• **AUFGABEN**:
a) Wie lässt sich der Absatz „Fast alle dänischen Regierungen“ im Text zur Minderheitsregierung als kurze Liste fassen, ohne dass seine wesentlichen Aussagen verloren gehen?
b) Ändere im Text zur Minderheitsregierung die Passage von "Jens Rohde im Gespräch" bis "alliance/ dpa/ Belga)" so, dass "Interview" an die Stelle von "Gespräch" tritt.
c) Wie könnte der Text zur Minderheitsregierung weitergehen? Schreib ihn im Anschluss an seinen letzten Satz fort.

Freitag, 19. April 2024

Archiv

Option Minderheitsregierung
"Man muss auch das Unmögliche durchdenken"

Fast alle dänischen Regierungen der Nachkriegszeit hatten keine eigene Mehrheit. Die Minderheitsregierungen funktionierten dort gut, sagte der dänische Europapolitiker Jens Rohde im Dlf. In Deutschland habe er dagegen gespürt, dass viele Menschen unzufrieden seien, dass es zwischen den Wahlen kaum politische Debatten gebe.

Jens Rohde im Gespräch mit Stefan Heinlein | 22.11.2017
    Der dänische Europaabgeordnete Jens Rohde
    Der dänische Europaabgeordnete Jens Rohde (picture alliance/ dpa/ Belga)

• **DATENAUSZUG**:
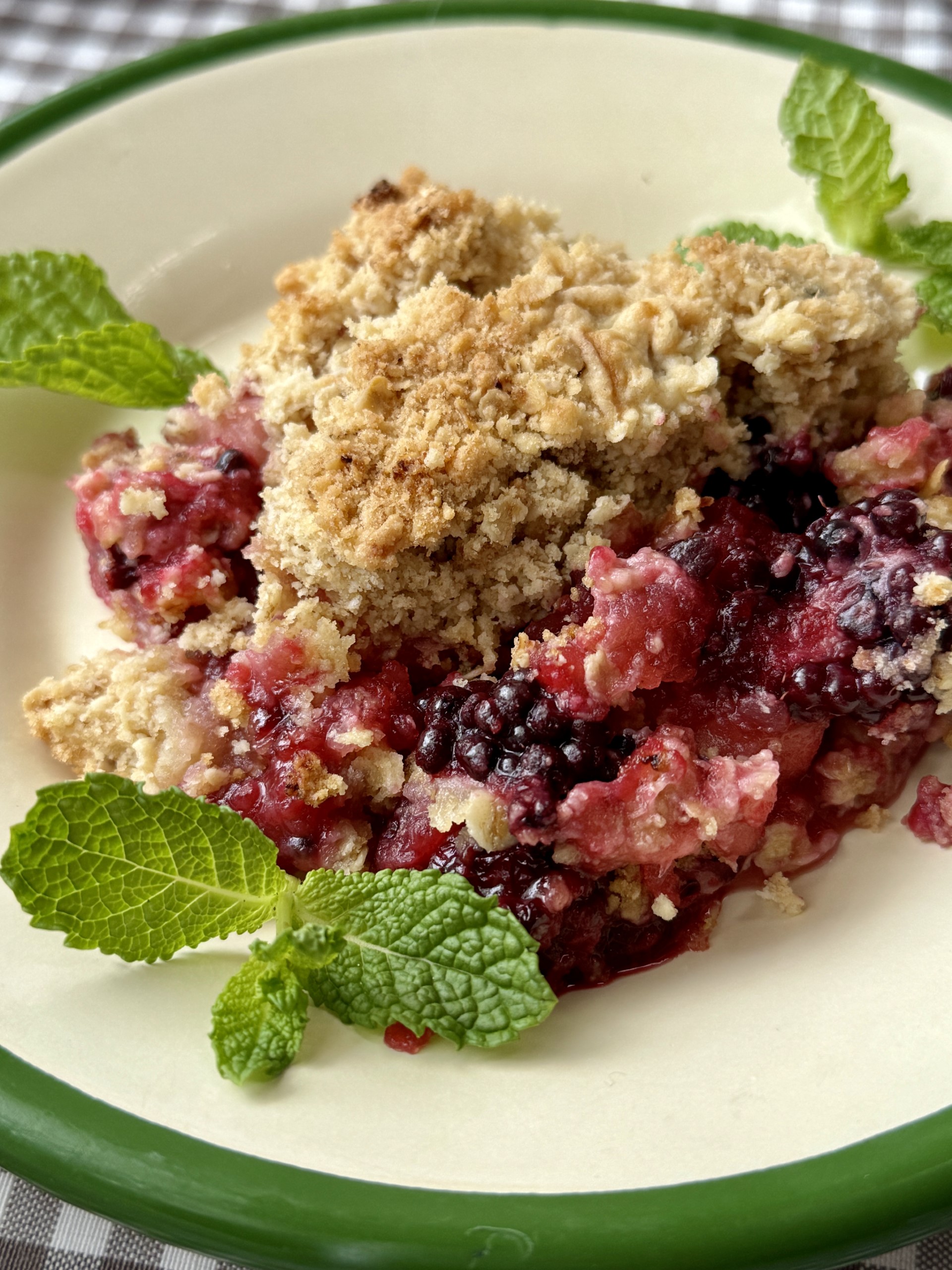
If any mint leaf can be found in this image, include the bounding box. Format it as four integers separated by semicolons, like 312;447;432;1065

• **LÖSUNGEN**:
a)
- Fast alle dänischen Nachkriegsregierungen hatten keine eigene Mehrheit.
- Laut dem dänischen Europapolitiker Jens Rohde im Dlf funktionierten diese Minderheitsregierungen gut.
- In Deutschland spürte er bei vielen Menschen Unzufriedenheit darüber, dass es zwischen den Wahlen kaum politische Debatten gibt.

b)
Jens Rohde im Interview mit Stefan Heinlein | 22.11.2017
    Der dänische Europaabgeordnete Jens Rohde
    Der dänische Europaabgeordnete Jens Rohde (picture alliance/ dpa/ Belga)

c)
    Die "Sehnsucht nach überstabilen politischen Verhältnissen" in Deutschland habe historische Ursachen, sagte Rohde. Die Demokratie lebe aber von der politischen Auseinandersetzung. Eine Minderheitsregierung müsse für jedes Gesetz neu die Unterstützung der Parteien im Parlament suchen. Insbesondere für die Bundeskanzlerin sei das ein gut vorstellbares Modell, so Rohde: "Merkel könnte durch ihren Pragmatismus sehr gut von einer Minderheitsregierung profitieren."
    Die Minderheitsregierungen hätten in Dänemark nie zu instabilen Verhältnissen geführt, sagte Rohde. Er räumte jedoch ein, dass das politische System dort ein anderes sei als in Deutschland, weshalb die Erfahrungen nicht ohne Weiteres übertragbar seien.

    Das Interview mit Jens Rohde in voller Länge.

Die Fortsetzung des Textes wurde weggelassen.